→ AIM:
Return the records verbatim, starting at their first line and ending at the line that contains "(321, 56), (344, 90)", with both of those lines included.

→ RECORDS FOR PROCESSING:
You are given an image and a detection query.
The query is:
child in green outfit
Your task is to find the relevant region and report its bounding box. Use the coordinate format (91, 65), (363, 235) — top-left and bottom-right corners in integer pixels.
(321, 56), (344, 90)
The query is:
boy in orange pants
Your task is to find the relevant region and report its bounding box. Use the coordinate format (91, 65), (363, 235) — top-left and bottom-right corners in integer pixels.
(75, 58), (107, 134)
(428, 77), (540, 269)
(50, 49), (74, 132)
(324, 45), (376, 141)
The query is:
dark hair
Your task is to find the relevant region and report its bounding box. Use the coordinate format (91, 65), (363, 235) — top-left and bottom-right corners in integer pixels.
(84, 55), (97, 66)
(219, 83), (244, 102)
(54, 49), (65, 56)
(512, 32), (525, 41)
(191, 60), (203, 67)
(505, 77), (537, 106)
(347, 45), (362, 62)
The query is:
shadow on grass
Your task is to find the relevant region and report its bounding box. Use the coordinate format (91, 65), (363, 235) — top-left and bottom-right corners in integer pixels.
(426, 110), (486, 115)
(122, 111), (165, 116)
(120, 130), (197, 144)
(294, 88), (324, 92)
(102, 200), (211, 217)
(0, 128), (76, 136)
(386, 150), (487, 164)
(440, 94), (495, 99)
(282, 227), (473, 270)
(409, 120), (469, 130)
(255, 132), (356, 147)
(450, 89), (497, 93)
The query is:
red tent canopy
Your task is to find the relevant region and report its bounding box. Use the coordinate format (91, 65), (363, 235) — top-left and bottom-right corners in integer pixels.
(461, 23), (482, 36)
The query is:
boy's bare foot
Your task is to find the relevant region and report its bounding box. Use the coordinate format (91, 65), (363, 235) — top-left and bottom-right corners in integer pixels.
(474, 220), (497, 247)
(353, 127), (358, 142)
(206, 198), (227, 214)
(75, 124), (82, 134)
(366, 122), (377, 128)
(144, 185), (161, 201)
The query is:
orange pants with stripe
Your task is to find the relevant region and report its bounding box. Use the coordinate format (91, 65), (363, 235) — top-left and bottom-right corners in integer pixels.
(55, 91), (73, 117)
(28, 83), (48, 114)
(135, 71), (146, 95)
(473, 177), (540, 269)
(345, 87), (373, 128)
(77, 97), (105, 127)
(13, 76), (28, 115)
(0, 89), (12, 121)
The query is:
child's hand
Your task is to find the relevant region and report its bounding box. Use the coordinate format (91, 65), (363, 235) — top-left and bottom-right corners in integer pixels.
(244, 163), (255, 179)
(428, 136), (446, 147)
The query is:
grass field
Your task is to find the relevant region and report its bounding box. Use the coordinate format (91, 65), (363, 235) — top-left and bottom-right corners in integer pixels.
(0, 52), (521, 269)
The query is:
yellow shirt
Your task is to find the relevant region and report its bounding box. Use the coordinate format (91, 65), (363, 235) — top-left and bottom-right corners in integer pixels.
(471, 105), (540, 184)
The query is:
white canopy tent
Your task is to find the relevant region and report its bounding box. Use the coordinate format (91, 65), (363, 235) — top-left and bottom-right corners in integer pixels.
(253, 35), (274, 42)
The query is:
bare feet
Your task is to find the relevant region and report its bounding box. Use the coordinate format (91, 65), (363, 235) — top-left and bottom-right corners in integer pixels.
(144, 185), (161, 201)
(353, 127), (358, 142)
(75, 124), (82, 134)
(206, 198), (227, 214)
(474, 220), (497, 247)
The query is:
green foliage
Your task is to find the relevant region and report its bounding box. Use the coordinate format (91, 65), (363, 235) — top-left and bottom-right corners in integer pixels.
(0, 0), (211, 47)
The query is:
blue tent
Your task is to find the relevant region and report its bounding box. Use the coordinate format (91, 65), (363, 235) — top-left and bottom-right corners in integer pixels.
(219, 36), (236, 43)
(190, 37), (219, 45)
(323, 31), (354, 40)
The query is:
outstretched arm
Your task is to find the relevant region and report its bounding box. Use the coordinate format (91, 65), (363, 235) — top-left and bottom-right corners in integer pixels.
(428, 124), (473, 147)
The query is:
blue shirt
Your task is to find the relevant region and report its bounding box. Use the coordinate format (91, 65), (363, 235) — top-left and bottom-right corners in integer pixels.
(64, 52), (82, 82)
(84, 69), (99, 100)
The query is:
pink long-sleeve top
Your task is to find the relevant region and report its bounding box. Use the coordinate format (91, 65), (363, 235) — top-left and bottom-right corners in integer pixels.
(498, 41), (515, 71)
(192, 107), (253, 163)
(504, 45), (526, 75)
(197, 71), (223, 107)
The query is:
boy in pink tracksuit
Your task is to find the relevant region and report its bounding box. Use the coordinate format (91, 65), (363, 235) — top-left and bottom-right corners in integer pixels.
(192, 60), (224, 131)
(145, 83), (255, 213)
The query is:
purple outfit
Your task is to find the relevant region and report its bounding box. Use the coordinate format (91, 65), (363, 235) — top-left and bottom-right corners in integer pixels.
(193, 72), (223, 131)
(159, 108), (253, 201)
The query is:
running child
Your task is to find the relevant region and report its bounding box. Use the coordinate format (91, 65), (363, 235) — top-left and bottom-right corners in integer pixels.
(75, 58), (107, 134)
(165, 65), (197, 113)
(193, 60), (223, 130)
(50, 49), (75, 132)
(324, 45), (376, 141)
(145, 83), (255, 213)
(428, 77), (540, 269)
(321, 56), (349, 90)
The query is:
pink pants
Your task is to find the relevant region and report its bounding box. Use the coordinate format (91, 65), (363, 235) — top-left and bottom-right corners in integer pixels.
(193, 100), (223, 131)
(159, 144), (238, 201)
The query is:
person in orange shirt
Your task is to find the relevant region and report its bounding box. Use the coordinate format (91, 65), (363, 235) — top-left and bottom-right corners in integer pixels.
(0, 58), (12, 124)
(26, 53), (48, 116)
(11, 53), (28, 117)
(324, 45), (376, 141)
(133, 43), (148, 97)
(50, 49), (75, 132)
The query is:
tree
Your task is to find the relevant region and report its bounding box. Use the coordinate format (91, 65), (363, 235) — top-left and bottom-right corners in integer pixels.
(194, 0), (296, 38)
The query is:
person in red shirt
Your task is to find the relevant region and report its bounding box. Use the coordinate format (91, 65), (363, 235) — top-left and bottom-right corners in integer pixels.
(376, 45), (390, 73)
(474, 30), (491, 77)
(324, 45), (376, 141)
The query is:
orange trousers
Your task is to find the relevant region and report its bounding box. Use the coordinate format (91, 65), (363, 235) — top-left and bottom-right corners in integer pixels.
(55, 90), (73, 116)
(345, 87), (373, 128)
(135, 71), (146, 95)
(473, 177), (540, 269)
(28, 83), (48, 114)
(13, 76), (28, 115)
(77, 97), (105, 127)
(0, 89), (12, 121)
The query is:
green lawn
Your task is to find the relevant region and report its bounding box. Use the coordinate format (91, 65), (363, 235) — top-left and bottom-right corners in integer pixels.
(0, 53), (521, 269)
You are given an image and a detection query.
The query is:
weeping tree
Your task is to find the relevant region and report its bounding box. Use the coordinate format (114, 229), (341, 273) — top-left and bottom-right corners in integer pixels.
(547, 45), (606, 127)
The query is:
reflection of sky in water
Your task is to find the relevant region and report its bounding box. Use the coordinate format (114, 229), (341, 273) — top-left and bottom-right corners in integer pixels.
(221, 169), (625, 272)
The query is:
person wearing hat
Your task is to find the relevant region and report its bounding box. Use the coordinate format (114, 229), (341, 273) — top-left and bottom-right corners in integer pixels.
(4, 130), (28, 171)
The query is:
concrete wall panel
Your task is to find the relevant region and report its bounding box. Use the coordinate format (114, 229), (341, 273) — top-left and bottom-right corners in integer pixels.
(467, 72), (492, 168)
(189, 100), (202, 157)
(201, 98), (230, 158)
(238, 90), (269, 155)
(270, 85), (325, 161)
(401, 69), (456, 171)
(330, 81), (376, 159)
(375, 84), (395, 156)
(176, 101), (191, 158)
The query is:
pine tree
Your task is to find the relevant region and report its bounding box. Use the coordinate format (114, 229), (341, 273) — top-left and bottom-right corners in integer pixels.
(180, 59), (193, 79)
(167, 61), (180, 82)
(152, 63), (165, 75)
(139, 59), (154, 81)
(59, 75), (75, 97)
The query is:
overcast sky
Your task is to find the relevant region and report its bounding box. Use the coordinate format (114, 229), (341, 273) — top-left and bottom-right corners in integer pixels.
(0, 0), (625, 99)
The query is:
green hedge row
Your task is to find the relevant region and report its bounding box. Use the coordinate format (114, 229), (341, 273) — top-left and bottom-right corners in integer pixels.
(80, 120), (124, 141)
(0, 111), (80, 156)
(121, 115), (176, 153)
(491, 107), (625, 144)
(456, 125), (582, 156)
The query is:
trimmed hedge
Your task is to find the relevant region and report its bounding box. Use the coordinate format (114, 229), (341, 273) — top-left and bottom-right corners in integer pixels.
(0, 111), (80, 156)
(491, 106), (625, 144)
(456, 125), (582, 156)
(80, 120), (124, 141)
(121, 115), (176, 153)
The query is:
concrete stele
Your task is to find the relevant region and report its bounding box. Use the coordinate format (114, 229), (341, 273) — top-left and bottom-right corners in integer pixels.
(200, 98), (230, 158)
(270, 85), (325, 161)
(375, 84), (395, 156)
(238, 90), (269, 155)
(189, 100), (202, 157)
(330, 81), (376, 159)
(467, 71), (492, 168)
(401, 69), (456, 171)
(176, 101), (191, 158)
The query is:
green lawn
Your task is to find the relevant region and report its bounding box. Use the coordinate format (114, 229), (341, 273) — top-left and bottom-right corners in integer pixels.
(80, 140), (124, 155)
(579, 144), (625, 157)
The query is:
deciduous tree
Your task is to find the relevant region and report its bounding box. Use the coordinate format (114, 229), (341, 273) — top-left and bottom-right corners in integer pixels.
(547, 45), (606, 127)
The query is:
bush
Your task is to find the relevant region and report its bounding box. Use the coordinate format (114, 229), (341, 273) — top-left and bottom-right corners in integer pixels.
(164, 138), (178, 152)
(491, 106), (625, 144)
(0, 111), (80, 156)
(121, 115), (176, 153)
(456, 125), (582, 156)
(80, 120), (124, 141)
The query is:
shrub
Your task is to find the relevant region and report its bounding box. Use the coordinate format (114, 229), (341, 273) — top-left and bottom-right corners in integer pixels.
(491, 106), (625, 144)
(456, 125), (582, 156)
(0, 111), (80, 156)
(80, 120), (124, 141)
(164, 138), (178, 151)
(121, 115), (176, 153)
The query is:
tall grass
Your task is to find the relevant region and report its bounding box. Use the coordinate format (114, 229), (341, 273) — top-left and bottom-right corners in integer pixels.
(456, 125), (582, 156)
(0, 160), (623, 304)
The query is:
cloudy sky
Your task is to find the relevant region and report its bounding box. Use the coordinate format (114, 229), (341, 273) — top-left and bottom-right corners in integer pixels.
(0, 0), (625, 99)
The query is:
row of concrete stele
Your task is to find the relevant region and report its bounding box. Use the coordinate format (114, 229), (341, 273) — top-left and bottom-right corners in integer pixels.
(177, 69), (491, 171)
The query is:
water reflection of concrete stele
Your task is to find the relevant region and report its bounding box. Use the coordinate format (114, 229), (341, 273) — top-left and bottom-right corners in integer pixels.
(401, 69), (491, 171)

→ TASK RESULT:
You are given an image and a detection query.
The query is:
child in green outfit
Your task is to find the relevant region and report its bounding box. Use the coordinate format (91, 65), (363, 235) — top-left and bottom-right corners in integer pixels.
(321, 56), (344, 90)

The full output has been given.